**指示:**
以下の記録の全行を、空行を除き、一行を一つの文字列としたJSONリストで示してください。

%%

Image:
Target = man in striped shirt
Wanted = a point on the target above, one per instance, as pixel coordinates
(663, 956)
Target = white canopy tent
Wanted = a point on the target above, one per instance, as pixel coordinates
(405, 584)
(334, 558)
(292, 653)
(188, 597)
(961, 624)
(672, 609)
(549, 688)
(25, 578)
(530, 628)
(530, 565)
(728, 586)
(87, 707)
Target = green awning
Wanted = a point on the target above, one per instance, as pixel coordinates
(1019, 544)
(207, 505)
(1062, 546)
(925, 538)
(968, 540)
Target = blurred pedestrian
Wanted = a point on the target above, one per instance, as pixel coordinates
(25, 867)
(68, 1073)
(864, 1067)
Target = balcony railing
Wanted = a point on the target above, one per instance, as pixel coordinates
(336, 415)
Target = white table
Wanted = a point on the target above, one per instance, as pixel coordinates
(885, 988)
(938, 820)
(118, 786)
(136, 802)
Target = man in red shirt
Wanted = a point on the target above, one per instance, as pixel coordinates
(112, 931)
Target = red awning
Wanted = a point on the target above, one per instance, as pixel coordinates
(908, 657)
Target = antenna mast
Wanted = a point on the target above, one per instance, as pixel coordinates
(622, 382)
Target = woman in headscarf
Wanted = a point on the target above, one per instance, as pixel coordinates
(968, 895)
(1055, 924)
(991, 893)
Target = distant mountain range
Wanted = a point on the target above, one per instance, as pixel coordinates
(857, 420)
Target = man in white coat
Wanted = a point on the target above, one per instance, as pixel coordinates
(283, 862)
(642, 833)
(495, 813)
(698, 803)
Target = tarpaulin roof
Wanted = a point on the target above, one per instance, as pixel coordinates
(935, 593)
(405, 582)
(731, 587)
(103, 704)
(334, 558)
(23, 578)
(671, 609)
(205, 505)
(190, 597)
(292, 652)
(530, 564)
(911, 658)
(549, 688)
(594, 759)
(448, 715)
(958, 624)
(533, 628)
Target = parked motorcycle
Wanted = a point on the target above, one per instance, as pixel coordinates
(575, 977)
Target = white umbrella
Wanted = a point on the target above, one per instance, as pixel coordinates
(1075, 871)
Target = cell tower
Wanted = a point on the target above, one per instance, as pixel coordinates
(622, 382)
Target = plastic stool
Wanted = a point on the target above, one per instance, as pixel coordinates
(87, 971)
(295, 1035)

%%

**回答全文:**
[
  "Image:",
  "Target = man in striped shirt",
  "Wanted = a point on the target above, one per instance, as pixel coordinates",
  "(663, 956)",
  "Target = white canopy tent",
  "Wanted = a point on the target above, one per instance, as pixel coordinates",
  "(405, 584)",
  "(334, 558)",
  "(292, 653)",
  "(188, 597)",
  "(961, 624)",
  "(672, 609)",
  "(549, 688)",
  "(25, 578)",
  "(530, 628)",
  "(530, 565)",
  "(728, 586)",
  "(87, 707)",
  "Target = green awning",
  "Wanted = a point on the target above, one per instance, as pixel coordinates",
  "(1019, 544)",
  "(207, 505)",
  "(1062, 546)",
  "(925, 538)",
  "(968, 540)",
  "Target = blurred pedestrian",
  "Wanted = a point on the target above, one per instance, as pixel coordinates",
  "(25, 867)",
  "(68, 1073)",
  "(864, 1067)",
  "Target = balcony railing",
  "Wanted = a point on the target above, one per instance, as pixel coordinates",
  "(336, 415)",
  "Target = white table",
  "Wanted = a point on the target above, one per instance, as pixel coordinates",
  "(885, 988)",
  "(938, 820)",
  "(118, 786)",
  "(136, 802)",
  "Target = man in red shirt",
  "Wanted = a point on the target above, one per instance, as pixel coordinates",
  "(112, 931)",
  "Target = red awning",
  "Wanted = a point on the target above, one per instance, as pixel coordinates",
  "(908, 657)",
  "Target = antenna mast",
  "Wanted = a point on the target above, one per instance, as pixel coordinates",
  "(622, 382)",
  "Target = woman in headscarf",
  "Wanted = a point on the target above, one per instance, as pixel coordinates",
  "(968, 895)",
  "(1055, 924)",
  "(991, 893)",
  "Target = distant mountain range",
  "Wanted = a point on the target above, one per instance, as pixel coordinates",
  "(857, 420)",
  "Target = man in white coat",
  "Wanted = a point on the target above, one per instance, as pixel coordinates",
  "(283, 862)",
  "(642, 833)",
  "(495, 813)",
  "(698, 803)",
  "Target = tarpaulin roof",
  "Wanted = a point on the target above, one per instance, as pixel coordinates",
  "(935, 593)",
  "(405, 582)",
  "(731, 587)",
  "(103, 704)",
  "(334, 558)",
  "(23, 578)",
  "(671, 609)",
  "(205, 505)",
  "(190, 597)",
  "(292, 652)",
  "(530, 564)",
  "(911, 658)",
  "(549, 688)",
  "(594, 759)",
  "(448, 715)",
  "(958, 624)",
  "(533, 628)",
  "Target = parked motorcycle",
  "Wanted = a point on the target above, one per instance, as pixel coordinates",
  "(575, 977)",
  "Target = white umbrella",
  "Wanted = a point on the target above, one per instance, as pixel coordinates",
  "(1075, 871)",
  "Target = cell tower",
  "Wanted = a point on the target above, one per instance, as pixel coordinates",
  "(622, 382)",
  "Target = plastic stool",
  "Wanted = a point on the target above, one per instance, as pixel coordinates",
  "(87, 971)",
  "(295, 1035)"
]